● The problem: Within the entries that follow, show each line where the word "leaf" occurs.

● Entries supplied:
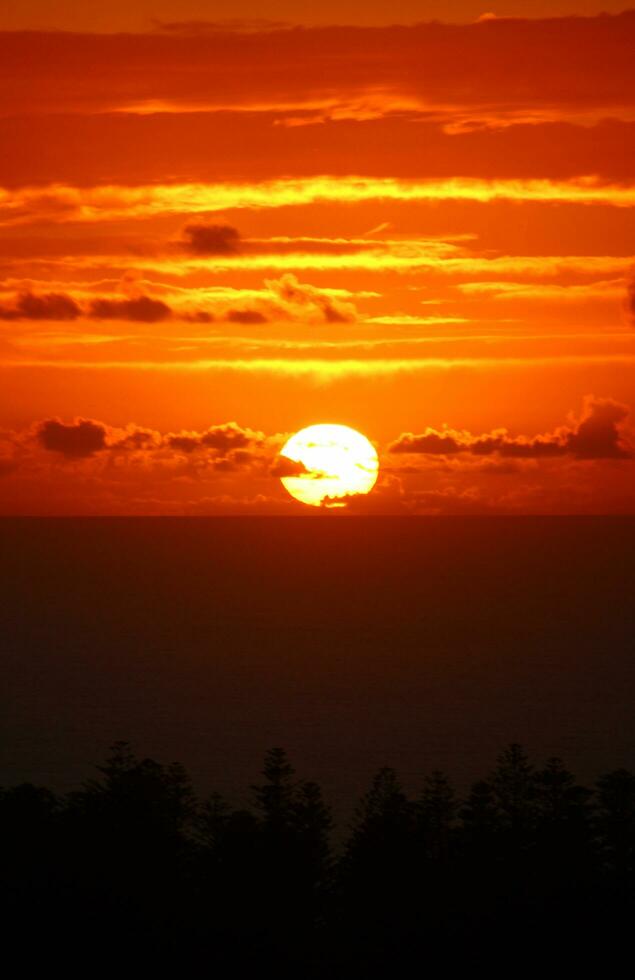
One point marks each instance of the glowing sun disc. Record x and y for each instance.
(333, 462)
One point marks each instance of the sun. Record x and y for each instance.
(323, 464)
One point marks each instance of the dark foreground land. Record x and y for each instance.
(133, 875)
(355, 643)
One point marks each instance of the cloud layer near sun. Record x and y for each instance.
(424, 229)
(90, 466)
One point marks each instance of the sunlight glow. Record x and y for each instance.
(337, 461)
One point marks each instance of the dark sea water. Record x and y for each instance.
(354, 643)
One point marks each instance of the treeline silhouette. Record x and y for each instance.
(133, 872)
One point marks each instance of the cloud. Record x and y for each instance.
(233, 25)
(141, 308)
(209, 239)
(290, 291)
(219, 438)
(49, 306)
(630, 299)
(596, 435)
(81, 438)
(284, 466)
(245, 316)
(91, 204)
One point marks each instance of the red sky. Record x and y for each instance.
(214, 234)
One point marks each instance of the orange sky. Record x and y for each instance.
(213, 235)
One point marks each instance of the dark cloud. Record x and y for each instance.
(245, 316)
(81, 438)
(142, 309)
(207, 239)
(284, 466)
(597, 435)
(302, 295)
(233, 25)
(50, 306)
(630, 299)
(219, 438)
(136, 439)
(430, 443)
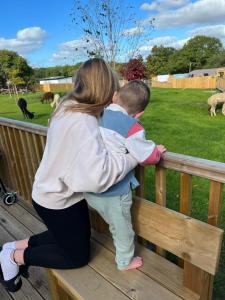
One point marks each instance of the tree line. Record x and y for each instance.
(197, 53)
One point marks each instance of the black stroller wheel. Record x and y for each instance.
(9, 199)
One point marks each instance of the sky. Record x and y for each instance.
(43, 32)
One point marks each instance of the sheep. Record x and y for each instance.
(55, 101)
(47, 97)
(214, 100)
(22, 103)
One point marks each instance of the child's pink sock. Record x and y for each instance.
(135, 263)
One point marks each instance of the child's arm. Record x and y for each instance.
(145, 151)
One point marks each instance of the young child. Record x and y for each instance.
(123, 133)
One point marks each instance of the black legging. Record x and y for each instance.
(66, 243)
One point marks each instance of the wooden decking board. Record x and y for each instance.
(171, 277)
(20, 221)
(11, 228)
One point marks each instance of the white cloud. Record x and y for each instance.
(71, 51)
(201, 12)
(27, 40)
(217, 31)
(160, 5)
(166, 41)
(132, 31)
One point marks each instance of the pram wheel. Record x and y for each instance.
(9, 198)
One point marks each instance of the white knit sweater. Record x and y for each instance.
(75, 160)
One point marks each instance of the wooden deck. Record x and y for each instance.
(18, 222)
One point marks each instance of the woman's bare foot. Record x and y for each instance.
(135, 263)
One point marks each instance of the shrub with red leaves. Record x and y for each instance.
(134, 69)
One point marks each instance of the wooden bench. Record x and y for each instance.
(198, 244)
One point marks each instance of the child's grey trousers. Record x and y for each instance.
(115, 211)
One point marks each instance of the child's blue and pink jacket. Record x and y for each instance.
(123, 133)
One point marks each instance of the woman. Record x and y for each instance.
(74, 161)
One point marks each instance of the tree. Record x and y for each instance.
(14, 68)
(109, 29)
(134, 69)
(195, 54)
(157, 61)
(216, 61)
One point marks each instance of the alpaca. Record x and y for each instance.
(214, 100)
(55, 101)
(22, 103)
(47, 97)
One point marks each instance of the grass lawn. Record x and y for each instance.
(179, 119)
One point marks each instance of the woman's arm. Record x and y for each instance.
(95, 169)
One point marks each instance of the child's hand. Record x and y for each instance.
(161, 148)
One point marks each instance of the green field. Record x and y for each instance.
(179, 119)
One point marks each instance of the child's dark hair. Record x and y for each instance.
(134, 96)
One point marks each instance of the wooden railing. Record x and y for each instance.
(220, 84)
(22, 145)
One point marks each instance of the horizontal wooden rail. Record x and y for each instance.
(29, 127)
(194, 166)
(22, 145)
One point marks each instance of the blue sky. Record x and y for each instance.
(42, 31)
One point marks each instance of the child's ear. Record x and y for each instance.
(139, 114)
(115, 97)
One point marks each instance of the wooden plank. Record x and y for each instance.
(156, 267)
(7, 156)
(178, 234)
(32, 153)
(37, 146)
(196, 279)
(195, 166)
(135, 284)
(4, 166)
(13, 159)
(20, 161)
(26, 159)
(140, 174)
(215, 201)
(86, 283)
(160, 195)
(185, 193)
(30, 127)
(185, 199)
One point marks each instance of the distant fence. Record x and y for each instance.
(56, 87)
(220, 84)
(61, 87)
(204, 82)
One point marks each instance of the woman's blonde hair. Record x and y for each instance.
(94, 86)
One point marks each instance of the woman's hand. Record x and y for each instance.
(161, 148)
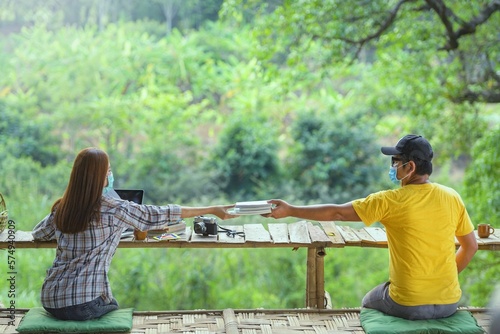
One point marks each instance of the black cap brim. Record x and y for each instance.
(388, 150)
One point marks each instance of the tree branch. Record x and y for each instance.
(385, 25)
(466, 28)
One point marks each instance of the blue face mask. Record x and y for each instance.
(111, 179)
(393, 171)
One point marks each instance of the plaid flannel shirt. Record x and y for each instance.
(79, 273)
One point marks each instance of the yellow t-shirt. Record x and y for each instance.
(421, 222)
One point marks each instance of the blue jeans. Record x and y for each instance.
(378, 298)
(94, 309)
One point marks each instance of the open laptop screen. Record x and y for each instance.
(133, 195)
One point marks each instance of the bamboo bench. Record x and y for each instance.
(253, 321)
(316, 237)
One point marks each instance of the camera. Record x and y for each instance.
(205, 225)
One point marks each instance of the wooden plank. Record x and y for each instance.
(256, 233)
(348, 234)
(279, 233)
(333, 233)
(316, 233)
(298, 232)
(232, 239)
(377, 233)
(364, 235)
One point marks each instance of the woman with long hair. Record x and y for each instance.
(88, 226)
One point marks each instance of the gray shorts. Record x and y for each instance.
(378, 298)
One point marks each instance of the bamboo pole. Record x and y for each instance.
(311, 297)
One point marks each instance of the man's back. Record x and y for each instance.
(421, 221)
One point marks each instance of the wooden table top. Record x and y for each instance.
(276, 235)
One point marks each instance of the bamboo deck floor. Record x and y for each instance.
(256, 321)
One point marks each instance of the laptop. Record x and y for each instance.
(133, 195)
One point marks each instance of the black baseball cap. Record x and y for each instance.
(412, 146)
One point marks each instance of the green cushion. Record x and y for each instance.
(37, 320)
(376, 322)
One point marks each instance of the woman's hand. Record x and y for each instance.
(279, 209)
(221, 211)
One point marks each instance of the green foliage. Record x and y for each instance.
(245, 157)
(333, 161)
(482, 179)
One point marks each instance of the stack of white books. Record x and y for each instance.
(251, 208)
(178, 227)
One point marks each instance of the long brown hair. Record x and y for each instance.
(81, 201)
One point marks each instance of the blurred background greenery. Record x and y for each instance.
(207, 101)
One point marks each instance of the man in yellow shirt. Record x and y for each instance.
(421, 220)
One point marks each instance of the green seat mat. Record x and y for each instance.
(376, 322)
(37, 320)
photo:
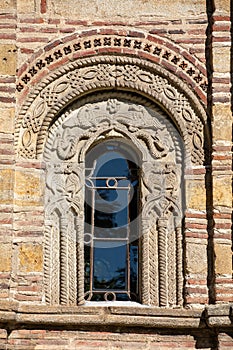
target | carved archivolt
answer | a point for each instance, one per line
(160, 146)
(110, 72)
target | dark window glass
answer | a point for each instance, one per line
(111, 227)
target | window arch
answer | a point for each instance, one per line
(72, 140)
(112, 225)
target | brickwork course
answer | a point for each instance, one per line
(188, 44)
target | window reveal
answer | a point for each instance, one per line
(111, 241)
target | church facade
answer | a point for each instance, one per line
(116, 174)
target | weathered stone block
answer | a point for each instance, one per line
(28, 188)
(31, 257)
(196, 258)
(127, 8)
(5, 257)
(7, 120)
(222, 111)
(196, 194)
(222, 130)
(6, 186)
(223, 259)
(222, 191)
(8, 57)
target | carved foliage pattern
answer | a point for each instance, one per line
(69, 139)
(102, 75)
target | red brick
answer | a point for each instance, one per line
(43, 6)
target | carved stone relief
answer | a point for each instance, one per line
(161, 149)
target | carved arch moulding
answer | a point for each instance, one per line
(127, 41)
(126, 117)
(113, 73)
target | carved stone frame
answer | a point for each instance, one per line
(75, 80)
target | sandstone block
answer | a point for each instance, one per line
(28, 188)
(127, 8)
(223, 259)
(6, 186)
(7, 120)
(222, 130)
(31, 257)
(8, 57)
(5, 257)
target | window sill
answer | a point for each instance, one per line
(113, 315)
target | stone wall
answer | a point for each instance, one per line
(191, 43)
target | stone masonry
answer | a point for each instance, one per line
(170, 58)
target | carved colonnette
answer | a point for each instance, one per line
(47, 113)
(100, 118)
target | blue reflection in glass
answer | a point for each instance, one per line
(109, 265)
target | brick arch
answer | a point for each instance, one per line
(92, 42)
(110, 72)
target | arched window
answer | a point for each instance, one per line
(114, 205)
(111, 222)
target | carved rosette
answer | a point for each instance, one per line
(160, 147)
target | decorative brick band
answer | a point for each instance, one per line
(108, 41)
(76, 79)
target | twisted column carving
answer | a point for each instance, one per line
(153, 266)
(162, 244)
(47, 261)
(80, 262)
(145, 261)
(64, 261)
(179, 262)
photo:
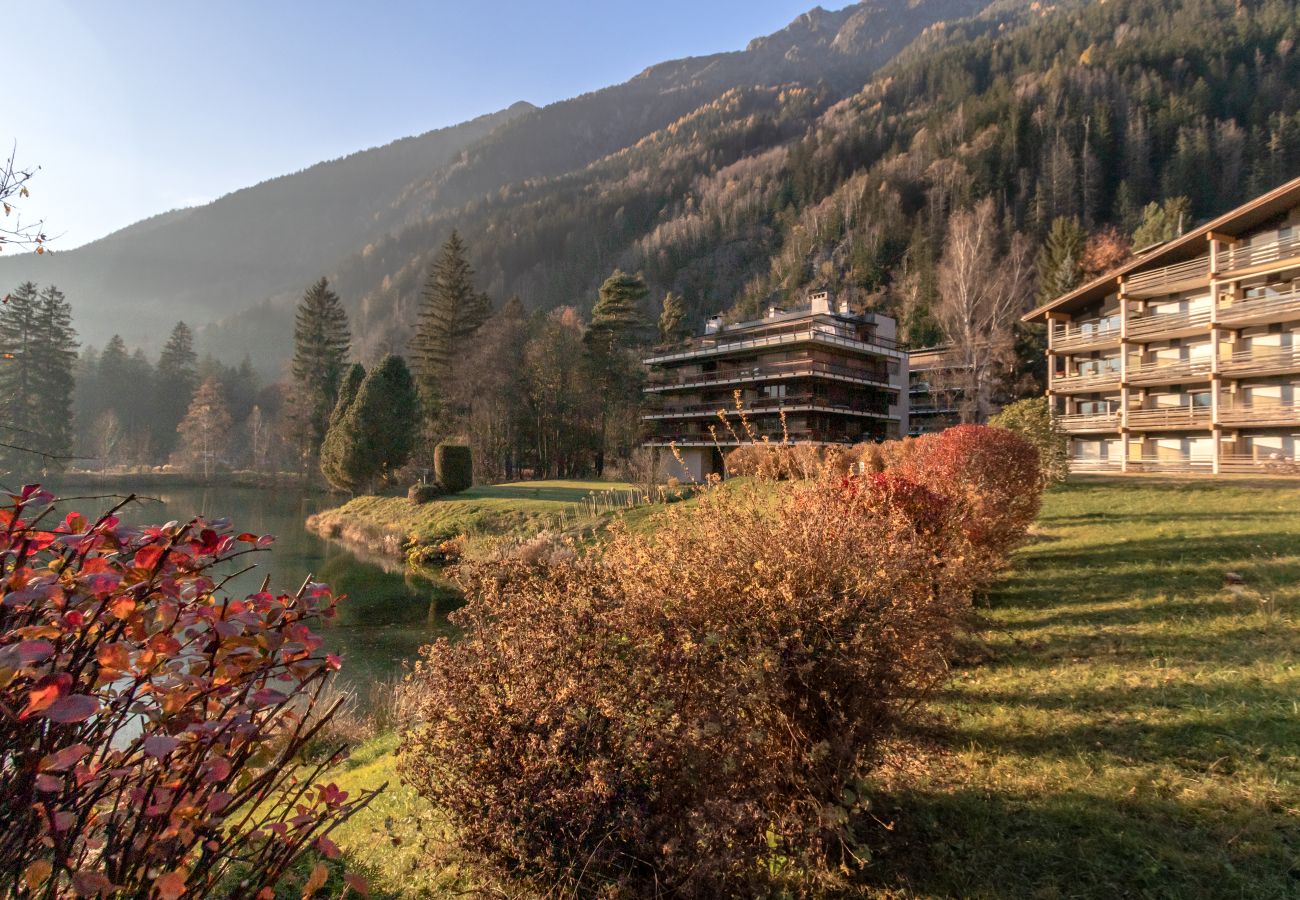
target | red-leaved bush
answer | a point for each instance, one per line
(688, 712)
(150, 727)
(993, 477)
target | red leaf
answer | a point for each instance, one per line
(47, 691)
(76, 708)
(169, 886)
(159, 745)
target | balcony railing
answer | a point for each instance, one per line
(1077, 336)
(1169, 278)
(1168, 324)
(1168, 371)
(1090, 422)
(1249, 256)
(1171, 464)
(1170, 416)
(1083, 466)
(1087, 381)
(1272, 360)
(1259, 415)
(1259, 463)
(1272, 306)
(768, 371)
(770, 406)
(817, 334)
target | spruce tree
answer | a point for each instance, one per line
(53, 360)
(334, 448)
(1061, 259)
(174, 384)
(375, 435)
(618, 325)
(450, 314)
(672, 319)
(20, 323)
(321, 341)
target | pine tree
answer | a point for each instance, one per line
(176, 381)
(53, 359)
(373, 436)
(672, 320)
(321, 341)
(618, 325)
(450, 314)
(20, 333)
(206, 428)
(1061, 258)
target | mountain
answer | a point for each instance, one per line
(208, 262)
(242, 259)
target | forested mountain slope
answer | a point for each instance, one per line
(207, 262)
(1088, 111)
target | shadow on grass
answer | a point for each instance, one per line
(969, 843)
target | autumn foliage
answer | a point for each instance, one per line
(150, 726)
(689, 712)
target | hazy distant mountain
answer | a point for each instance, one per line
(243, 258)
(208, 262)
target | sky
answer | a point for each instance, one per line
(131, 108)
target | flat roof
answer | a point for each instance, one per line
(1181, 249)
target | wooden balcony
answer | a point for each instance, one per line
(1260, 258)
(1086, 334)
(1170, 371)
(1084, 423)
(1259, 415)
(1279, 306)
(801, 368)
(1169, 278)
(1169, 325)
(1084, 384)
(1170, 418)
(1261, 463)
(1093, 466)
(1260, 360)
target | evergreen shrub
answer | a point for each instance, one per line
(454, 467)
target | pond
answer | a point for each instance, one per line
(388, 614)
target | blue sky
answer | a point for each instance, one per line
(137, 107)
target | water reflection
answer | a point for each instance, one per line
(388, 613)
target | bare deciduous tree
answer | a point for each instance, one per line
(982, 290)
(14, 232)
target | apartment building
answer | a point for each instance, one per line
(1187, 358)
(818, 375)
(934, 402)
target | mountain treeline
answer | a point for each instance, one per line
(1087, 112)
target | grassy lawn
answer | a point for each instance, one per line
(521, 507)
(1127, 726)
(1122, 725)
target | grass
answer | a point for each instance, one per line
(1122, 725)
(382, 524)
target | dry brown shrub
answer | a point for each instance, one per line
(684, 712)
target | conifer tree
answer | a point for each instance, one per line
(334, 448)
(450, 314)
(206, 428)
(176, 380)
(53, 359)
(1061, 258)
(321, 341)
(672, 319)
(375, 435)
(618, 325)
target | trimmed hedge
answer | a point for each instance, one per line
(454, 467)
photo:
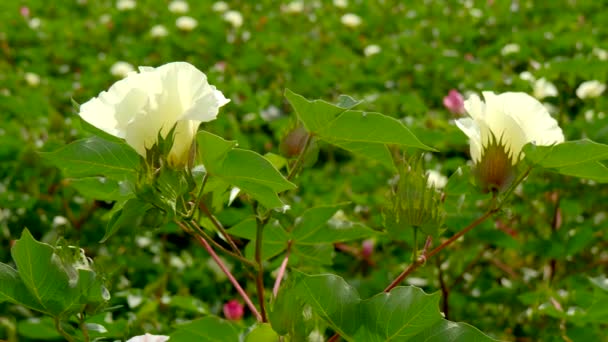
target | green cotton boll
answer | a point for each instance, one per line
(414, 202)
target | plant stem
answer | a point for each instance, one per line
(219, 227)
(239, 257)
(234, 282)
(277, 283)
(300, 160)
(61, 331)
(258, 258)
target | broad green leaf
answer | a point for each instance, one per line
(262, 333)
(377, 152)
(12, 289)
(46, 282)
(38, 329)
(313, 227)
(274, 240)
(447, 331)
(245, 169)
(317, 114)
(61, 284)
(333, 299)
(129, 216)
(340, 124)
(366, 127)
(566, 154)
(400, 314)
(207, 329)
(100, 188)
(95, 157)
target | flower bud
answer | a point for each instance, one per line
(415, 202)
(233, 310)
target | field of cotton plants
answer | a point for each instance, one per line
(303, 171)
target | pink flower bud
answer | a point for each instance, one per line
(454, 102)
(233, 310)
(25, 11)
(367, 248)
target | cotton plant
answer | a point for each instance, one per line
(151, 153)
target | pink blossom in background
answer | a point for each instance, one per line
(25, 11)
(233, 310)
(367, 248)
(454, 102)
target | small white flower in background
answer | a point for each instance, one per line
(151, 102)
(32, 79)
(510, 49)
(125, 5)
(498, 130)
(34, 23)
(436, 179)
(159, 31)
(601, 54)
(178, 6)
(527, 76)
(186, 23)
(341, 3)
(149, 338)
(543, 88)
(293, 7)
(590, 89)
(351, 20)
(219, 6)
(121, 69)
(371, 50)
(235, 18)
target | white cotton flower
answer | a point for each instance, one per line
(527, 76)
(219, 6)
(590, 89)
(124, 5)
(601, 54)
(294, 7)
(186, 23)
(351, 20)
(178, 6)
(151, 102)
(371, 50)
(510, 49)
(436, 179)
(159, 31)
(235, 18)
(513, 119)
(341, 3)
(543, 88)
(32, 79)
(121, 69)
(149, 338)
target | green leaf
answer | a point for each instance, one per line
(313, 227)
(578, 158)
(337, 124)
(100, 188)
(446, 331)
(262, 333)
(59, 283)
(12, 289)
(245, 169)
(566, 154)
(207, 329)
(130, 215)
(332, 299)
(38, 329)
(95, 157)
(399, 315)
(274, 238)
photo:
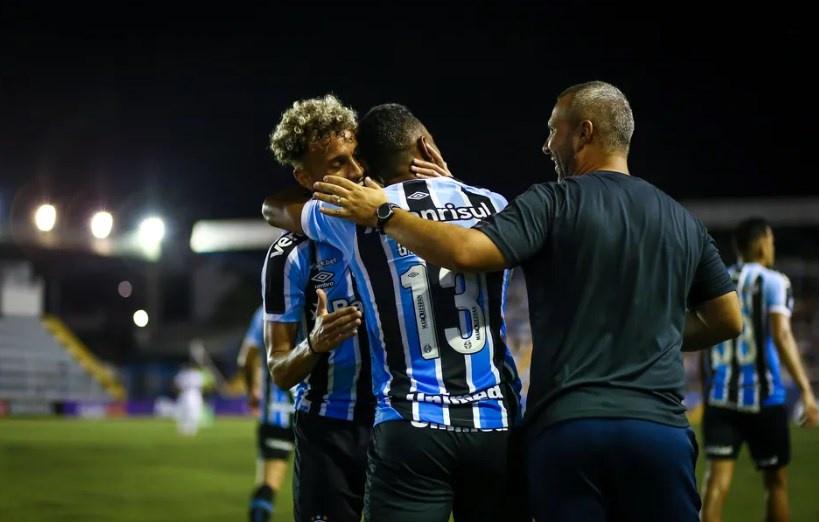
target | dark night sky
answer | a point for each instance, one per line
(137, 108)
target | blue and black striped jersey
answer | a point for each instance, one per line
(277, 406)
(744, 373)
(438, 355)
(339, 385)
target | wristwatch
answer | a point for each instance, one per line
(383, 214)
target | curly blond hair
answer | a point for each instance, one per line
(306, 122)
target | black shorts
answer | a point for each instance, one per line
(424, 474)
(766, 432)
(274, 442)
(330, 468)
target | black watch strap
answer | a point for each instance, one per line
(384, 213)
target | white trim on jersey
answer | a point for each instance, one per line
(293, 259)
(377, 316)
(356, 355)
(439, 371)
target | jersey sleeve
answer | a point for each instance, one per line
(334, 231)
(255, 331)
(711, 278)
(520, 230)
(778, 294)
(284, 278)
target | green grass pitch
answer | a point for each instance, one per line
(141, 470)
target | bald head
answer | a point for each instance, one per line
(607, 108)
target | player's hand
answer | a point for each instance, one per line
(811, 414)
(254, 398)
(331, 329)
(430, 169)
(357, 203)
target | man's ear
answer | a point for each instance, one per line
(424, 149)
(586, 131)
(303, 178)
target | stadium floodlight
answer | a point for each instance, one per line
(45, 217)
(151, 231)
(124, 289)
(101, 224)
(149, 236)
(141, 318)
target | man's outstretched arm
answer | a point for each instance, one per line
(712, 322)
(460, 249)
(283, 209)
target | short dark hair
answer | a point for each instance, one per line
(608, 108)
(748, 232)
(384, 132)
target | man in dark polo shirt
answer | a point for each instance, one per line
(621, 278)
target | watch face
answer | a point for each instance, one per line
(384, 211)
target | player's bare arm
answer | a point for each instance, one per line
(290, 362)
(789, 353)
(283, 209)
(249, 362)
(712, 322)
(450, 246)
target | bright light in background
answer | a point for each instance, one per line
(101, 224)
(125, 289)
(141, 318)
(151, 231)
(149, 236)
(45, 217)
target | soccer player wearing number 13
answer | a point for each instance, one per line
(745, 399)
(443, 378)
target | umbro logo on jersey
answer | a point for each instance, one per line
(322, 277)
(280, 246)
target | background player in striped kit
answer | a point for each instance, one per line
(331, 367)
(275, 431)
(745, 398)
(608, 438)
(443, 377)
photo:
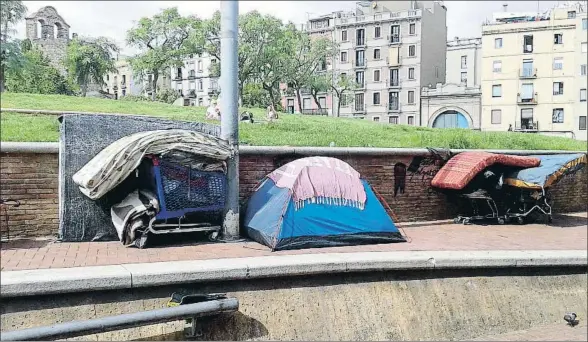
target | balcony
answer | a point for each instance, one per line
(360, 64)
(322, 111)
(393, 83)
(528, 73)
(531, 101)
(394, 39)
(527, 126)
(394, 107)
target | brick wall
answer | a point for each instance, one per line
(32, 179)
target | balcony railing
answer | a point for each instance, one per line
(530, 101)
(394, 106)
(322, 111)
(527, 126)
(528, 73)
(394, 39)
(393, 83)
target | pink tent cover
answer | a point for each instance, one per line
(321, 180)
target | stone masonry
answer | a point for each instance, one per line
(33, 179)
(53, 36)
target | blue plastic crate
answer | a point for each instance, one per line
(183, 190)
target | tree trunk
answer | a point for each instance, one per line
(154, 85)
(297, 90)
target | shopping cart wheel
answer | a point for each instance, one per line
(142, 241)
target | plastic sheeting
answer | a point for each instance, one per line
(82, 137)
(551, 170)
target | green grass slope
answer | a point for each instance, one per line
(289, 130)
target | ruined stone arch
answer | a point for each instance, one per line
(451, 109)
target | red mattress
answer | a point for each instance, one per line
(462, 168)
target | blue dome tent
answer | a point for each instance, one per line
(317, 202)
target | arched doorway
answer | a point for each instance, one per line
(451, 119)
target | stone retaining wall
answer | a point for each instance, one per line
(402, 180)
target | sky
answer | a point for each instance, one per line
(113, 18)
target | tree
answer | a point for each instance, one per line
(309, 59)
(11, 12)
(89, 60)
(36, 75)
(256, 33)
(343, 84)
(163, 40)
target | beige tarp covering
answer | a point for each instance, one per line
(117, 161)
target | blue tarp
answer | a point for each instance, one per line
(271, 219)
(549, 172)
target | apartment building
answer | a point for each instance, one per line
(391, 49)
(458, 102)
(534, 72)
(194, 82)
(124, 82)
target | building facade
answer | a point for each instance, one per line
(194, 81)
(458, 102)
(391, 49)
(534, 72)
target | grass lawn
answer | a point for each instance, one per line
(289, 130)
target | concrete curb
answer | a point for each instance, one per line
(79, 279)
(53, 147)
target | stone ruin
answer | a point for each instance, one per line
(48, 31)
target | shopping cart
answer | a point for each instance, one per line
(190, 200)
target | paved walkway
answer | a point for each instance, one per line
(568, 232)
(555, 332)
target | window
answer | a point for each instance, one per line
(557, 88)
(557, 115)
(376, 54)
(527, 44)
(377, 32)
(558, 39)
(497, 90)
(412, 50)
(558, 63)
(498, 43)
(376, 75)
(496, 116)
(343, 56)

● Result of the exercise:
target | red leaf
target | broad green leaf
target | green leaf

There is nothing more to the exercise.